● TO-DO LIST
1. Reproduce the records that follow the text word for word, omitting any pictures they contain.
2. Carry the account of the Rwandan genocide forward from its last sentence below.

● EXCERPT TO READ
━━━━━━━━━━━━━━━━

A dress that tells a story

Rwanda – 1994-1995

Eliana CARVALHO

By statute, the Council of Europe is an exclusively European organisation, its absolute priority being to act for and with its member states. But the values it enshrines have, throughout its history, led it to pay close attention to situations involving massive human rights violations outside our continent. What is more, it possesses means of action which apply well beyond the limits of Europe (for example, the Venice Commission or the Pompidou Group) and even one whose mandate is to act as a “window on the world” (the North-South Centre, based in Lisbon). Eliana Carvalho recalls what the centre did before and after the Rwandan genocide.

Up in the attic, there’s an old wooden chest I brought back from Africa. In it I keep old clothes so that maybe one day my future grandchildren will discover this treasure trove recording my personal and family history, much like a diary. Sometimes I delve into the trunk myself and as I pull out this or that dress, I am submerged by a flood of memories…

March 1994

“Rwanda is on the brink of a genocide” – this was the stark warning sounded at the first meeting of the Lisbon Forum.
I had been working at the North-South Centre in Lisbon for a year when Hans-Peter Furrer, Director of Political Affairs, tasked us with setting up a forum to act as a whistle-blower on human rights issues. At its first meeting, a field worker from a French non-governmental organisation warned us of the plans for genocide fomenting in Rwanda, a country that had been mired in the ethnic conflict between the Hutus and Tutsis for decades. He told of the insidious spread of racist ideology, the fear of the other that had been implanted at all levels of society, and the call to exterminate every last “inyenzi”, or cockroach, as the Tutsis were called. The forum relayed these dire portents to the media and its partners, but the international community remained oblivious to the warning signals that had been building for months, refusing to acknowledge the situation in this country in East Africa’s Great Lakes region.

April 1994

After the Rwandan President was killed in an attack, an extremist provisional Hutu regime took power and launched a genocide that, in just a few weeks, would take the lives of more than 800 000 people and force thousands to flee their homes.

━━━━━━━━━━━━━━━━

● EXCERPTED RECORDS
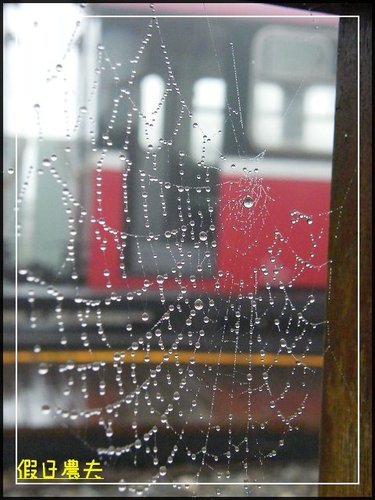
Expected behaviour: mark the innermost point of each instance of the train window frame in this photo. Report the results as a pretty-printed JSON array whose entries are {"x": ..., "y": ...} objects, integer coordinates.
[
  {"x": 208, "y": 109},
  {"x": 261, "y": 115}
]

━━━━━━━━━━━━━━━━

● PER-TASK ANSWERS
1.
Expected behaviour: mark the innermost point of each instance of the train window frame in this photo. Report the results as a pretty-printed JSON array whose entries are {"x": ..., "y": ...} objects, integer coordinates.
[
  {"x": 208, "y": 109},
  {"x": 261, "y": 115}
]

2.
My colleagues and I at the North-South Centre looked on in horror, and our sense of helplessness turned to anger at the lack of any international political reaction. Our whistle-blowers had lost contact with their local partners, the only news emerging from the country between April and the end of June came via international press agencies, and we only re-established communications with our contacts in July. We requested a meeting with Daniel Tarschys, the recently elected Secretary General of the Council of Europe. His decision was categorical: the Organisation had a duty to raise international awareness of the tragedy unfolding in Rwanda and the region. Right away, the Netherlands started making arrangements for a high-level conference.

September 1994

The North-South Centre and its partners organised the International Conference on Rwanda in its Regional Context, held in The Hague under the auspices of the Secretaries General of the Council of Europe and the Organisation of African Unity. It attracted a large gathering of local, regional and international stakeholders who were eager to support peace and stability in the country, which although ravaged by war and torn apart by genocide, was already starting to rebuild. The Hague Appeal adopted at the close of the conference was the starting point for a number of initiatives, including the International Criminal Tribunal for Rwanda and a United Nations fund for the region.

February 1995

Following its report on Rwanda and the prevention of humanitarian crises, the Parliamentary Assembly of the Council of Europe (PACE) appointed one of its members to visit the Great Lakes region. Thanks to my involvement in the Lisbon Forum and The Hague Conference, I was invited to accompany the parliamentarian on the mission organised by the North-South Centre. When we met at Charles de Gaulle, he was clearly surprised that such a young person had been charged with such a delicate assignment! He seemed relieved when I told him about my African roots and the many assignments I had already been sent on there. I was equally reassured by his considerable political experience and knowledge of Swahili.

Bujumbura

We landed in Bujumbura, the capital of Burundi, a country gripped by civil war since 1993, where we were to attend the United Nations conference on assistance to refugees, returnees and displaced persons in the Great Lakes region.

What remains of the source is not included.